- _TO BE DONE_
According to the article below on overnight sleeping in Victoria's parks, by what time must people leave the parks under the city bylaw?

BRITISH COLUMBIA

Free Camping In Victoria Park Allowed For The Homeless, Not Tourists: Mayor

06/09/2015 01:58 EDT | Updated 06/09/2016 05:59 EDT
VICTORIA - Don't call it camping. It's shelter, Victoria style.

Dennis Palubeski has been sleeping under the same tree in the Mayor's Grove area of Beacon Hill Park for the past three weeks.

His hips hurt from the hard ground, and the angry rants of the man who sleeps in the bushes nearby keep him awake. But the homeless man from Kitchener-Waterloo, Ont., says he'd rather be outside than crowded into a shelter.

"Victoria is Mecca," says Palubeski as he folds his sleeping bag and blue tarp. "If you are going to be homeless this is it. They've got the resources. You can't go hungry here. I just got two teeth extracted. They were really getting bad."

victoria homeless

Dennis Palubeski often takes refuge at the Victoria, B.C. park.

A city bylaw permits people to sleep in parks at night, but they must leave by 7 a.m. The bylaw dates back to a 2008 B.C. Supreme Court decision that said it was unconstitutional for Victoria to restrict overnight sleeping in parks if homeless shelter beds are full.

It's not unusual now to see tents pitched at night outside the Victoria Law Courts, along the scenic ocean front or at Beacon Hill Park, where Mayor's Grove includes a hawthorn tree planted in 1929 by Sir Winston Churchill.

Victoria is known for its mild climate, tame winters, lush greenery and laid-back lifestyle, but city officials and police say camping in the parks is a last resort for the homeless only and not a no-frills adventure for visitors.

"That's a problem," says Mayor Lisa Helps. "The bylaw clearly says if you are homeless you can camp. You can't camp here if you are a tourist."

It's estimated there are more than 1,000 homeless people in Victoria, and police say about 100 of them are sleeping in parks.

An early-morning hike through Mayor's Grove finds about 10 people bedded down in the long grasses, beside trees and in forested clearings.

Eve and Dave, from Metro Vancouver, say they've been sleeping in a rocky cavern with their two dogs for three nights.

Richard Campeau, 57, says he and his friend pitch a tent in the park every night, and Palubeski says he covers himself in a tarp and rests against a tree.

Campeau says he sleeps outside because he can't afford to pay rent. He says he doesn't like shelters because many of the people there are drug addicts.

victoria homeless park

Richard Campeau, 57, sleeps in Beacon Hill Park every night.

"The town here puts the sick with drug addicts and after that you are labelled a drug addict. I'm homeless because I'm sick and you don't give us enough money."

Another man sleeps in the grass, covered in an orange tarp with a guitar by his side. He doesn't want to be interviewed.

- _EXTRACTED MATERIAL_
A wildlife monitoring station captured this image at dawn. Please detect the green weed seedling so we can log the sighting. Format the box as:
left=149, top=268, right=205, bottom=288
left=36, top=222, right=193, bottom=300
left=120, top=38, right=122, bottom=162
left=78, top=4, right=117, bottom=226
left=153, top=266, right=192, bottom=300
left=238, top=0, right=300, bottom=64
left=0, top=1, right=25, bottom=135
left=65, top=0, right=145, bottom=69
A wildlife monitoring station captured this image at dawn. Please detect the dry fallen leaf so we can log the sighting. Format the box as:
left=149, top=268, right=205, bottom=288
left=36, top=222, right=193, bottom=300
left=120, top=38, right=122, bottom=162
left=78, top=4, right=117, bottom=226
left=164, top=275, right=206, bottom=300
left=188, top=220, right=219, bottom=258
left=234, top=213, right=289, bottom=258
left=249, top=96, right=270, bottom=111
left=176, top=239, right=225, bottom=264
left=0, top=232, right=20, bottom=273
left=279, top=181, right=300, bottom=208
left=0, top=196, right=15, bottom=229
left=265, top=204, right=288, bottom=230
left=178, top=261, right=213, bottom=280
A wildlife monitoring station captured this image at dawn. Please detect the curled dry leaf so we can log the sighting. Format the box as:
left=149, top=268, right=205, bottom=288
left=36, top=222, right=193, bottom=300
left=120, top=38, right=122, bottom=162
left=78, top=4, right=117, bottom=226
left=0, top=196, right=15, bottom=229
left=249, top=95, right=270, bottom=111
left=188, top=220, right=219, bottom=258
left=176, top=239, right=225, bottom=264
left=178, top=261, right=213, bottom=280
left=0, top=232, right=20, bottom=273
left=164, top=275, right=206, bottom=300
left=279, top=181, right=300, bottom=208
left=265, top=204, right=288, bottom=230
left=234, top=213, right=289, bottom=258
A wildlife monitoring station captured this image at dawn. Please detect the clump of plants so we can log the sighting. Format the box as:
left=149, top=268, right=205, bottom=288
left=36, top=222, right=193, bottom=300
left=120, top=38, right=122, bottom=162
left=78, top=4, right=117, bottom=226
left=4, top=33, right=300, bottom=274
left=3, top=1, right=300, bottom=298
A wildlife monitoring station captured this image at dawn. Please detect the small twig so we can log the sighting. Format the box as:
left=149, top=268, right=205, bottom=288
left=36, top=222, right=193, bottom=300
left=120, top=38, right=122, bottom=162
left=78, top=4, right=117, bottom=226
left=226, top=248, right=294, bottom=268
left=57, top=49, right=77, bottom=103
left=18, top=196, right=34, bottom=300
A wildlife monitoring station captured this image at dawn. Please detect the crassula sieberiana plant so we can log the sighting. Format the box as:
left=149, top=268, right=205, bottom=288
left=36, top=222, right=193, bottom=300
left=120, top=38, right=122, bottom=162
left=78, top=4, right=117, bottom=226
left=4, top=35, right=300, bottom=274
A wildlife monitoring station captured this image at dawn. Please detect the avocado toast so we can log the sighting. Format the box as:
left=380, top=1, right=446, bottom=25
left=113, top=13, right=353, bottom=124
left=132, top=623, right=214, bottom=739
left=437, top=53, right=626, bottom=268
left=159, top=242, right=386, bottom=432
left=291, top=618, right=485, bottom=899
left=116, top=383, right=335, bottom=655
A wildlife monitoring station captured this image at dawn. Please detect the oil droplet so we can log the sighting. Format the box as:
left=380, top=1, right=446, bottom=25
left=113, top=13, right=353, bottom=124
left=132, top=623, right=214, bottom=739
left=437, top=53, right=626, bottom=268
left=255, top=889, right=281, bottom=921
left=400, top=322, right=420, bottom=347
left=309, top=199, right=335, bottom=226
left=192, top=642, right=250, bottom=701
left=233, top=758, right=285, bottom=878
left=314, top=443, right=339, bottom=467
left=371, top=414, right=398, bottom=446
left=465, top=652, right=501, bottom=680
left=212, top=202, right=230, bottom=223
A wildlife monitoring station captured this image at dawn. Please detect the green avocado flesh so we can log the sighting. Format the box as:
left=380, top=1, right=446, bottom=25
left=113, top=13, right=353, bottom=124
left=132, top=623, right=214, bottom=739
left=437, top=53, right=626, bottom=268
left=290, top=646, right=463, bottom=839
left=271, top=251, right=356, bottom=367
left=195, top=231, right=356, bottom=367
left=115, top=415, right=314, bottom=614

- _SOLVED PROBLEM_
By 7 a.m.